Keep images out and repeat all data exactly.

### RECORDS FOR THE TASK
- - - -

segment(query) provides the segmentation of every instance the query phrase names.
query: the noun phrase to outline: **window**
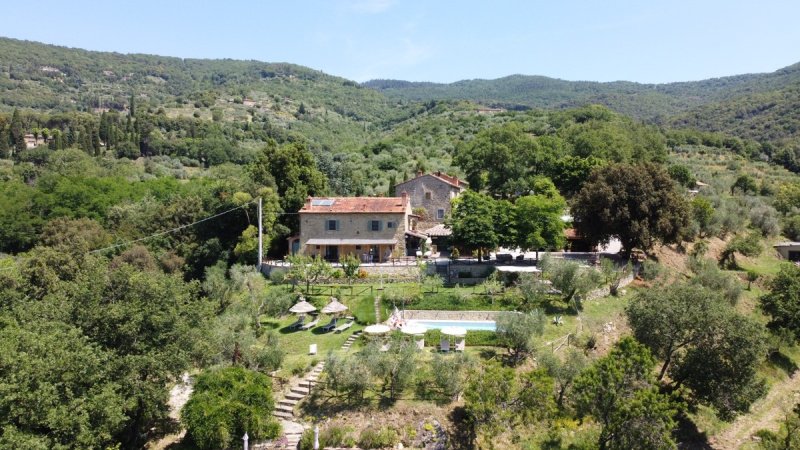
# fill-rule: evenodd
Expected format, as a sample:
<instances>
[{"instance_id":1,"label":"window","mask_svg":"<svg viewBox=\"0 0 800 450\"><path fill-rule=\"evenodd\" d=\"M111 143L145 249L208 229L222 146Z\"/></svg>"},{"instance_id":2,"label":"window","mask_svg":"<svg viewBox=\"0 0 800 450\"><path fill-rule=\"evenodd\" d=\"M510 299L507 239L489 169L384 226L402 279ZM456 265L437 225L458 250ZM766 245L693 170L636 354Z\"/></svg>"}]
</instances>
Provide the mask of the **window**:
<instances>
[{"instance_id":1,"label":"window","mask_svg":"<svg viewBox=\"0 0 800 450\"><path fill-rule=\"evenodd\" d=\"M361 246L360 245L356 245L356 250L361 250Z\"/></svg>"},{"instance_id":2,"label":"window","mask_svg":"<svg viewBox=\"0 0 800 450\"><path fill-rule=\"evenodd\" d=\"M437 219L444 219L444 210L443 209L440 208L440 209L436 210L436 218Z\"/></svg>"},{"instance_id":3,"label":"window","mask_svg":"<svg viewBox=\"0 0 800 450\"><path fill-rule=\"evenodd\" d=\"M394 228L394 222L386 222L386 228Z\"/></svg>"},{"instance_id":4,"label":"window","mask_svg":"<svg viewBox=\"0 0 800 450\"><path fill-rule=\"evenodd\" d=\"M431 193L430 192L426 192L425 193L425 200L430 200L430 199L431 199Z\"/></svg>"},{"instance_id":5,"label":"window","mask_svg":"<svg viewBox=\"0 0 800 450\"><path fill-rule=\"evenodd\" d=\"M330 219L325 224L325 230L327 231L338 231L339 230L339 221Z\"/></svg>"},{"instance_id":6,"label":"window","mask_svg":"<svg viewBox=\"0 0 800 450\"><path fill-rule=\"evenodd\" d=\"M370 229L370 231L381 231L381 221L380 220L370 220L369 221L369 229Z\"/></svg>"}]
</instances>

- - - -

### RESPONSE TO THE EXERCISE
segment(query) provides the segmentation of every instance the query phrase names.
query: the noun phrase to outline: **window**
# fill-rule: evenodd
Expected format, as a sample:
<instances>
[{"instance_id":1,"label":"window","mask_svg":"<svg viewBox=\"0 0 800 450\"><path fill-rule=\"evenodd\" d=\"M111 143L145 249L208 229L222 146Z\"/></svg>"},{"instance_id":2,"label":"window","mask_svg":"<svg viewBox=\"0 0 800 450\"><path fill-rule=\"evenodd\" d=\"M510 299L507 239L489 169L384 226L402 279ZM456 265L437 225L458 250ZM766 245L693 170L636 354Z\"/></svg>"}]
</instances>
Provide the mask of the **window**:
<instances>
[{"instance_id":1,"label":"window","mask_svg":"<svg viewBox=\"0 0 800 450\"><path fill-rule=\"evenodd\" d=\"M361 246L360 245L356 245L356 250L361 250Z\"/></svg>"},{"instance_id":2,"label":"window","mask_svg":"<svg viewBox=\"0 0 800 450\"><path fill-rule=\"evenodd\" d=\"M437 219L444 219L444 210L443 209L440 208L440 209L436 210L436 218Z\"/></svg>"},{"instance_id":3,"label":"window","mask_svg":"<svg viewBox=\"0 0 800 450\"><path fill-rule=\"evenodd\" d=\"M394 228L394 222L386 222L386 228Z\"/></svg>"},{"instance_id":4,"label":"window","mask_svg":"<svg viewBox=\"0 0 800 450\"><path fill-rule=\"evenodd\" d=\"M431 193L430 192L426 192L425 193L425 200L430 200L430 199L431 199Z\"/></svg>"},{"instance_id":5,"label":"window","mask_svg":"<svg viewBox=\"0 0 800 450\"><path fill-rule=\"evenodd\" d=\"M330 219L325 224L325 230L327 231L338 231L339 230L339 221Z\"/></svg>"},{"instance_id":6,"label":"window","mask_svg":"<svg viewBox=\"0 0 800 450\"><path fill-rule=\"evenodd\" d=\"M370 229L370 231L381 231L381 221L380 220L370 220L369 221L369 229Z\"/></svg>"}]
</instances>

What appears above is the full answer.